**Okunacak Metin:**
|---|

Şamil | Kategoriler | Konular

Müevvel

MÜEVVEL

Birkaç anlama gelebilen ve anlamı ancak galib bir
zan ile tespit edilen Kur'an ve Sünnet lafızlarından biri.

Kur'an ve Sünnet manâlarının açık ve
kapalı olmaları açısından lafızlarını
iki ana gruba ayırmak mümkündür.

Manâları açık olan lafızlar,
sırasıyla "zâhir", "nass",
"müfesser" ve "muhkem" olmak üzere dört kısma
ayrılırlar. Manâsı kapalı olanlar da
sırasıyla "hafi", "müşkil", "mücmel"
ve "müteşâbih" olmak üzere yine dört kısma
ayrılırlar.

|---|

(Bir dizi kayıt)
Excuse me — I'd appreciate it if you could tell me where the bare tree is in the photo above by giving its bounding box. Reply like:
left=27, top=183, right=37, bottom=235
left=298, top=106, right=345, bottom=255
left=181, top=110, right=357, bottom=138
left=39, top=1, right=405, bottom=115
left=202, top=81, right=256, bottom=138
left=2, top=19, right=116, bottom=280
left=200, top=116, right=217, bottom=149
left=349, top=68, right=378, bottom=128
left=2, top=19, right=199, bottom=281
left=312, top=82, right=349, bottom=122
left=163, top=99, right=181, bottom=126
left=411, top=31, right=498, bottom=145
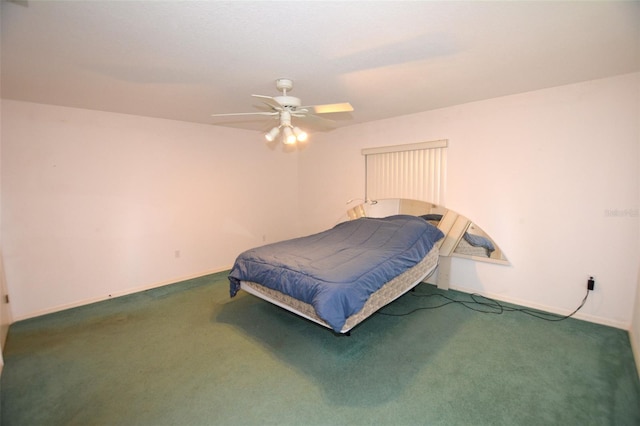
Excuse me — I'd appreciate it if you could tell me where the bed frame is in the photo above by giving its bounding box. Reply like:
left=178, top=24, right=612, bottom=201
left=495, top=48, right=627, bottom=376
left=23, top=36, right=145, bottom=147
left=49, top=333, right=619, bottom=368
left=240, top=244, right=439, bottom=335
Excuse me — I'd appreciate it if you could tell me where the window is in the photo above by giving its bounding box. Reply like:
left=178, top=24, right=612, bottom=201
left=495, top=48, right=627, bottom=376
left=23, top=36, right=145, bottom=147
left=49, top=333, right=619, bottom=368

|---|

**İstenenler:**
A. Müevvel metnine göre manâsı açık olan lafızların ayrıldığı kısımları sıralayın.
B. Müevvel metninde "Şamil | Kategoriler" ifadesinden aşağıya, "Sünnet lafızlarından biri." ifadesine kadar her şeyi olduğu gibi yazdırın.
Kayıtlara burada gerek yoktur.

**Verilen Yanıtlar:**
A. Zâhir, nass, müfesser, muhkem

B.
Şamil | Kategoriler | Konular

Müevvel

MÜEVVEL

Birkaç anlama gelebilen ve anlamı ancak galib bir
zan ile tespit edilen Kur'an ve Sünnet lafızlarından biri.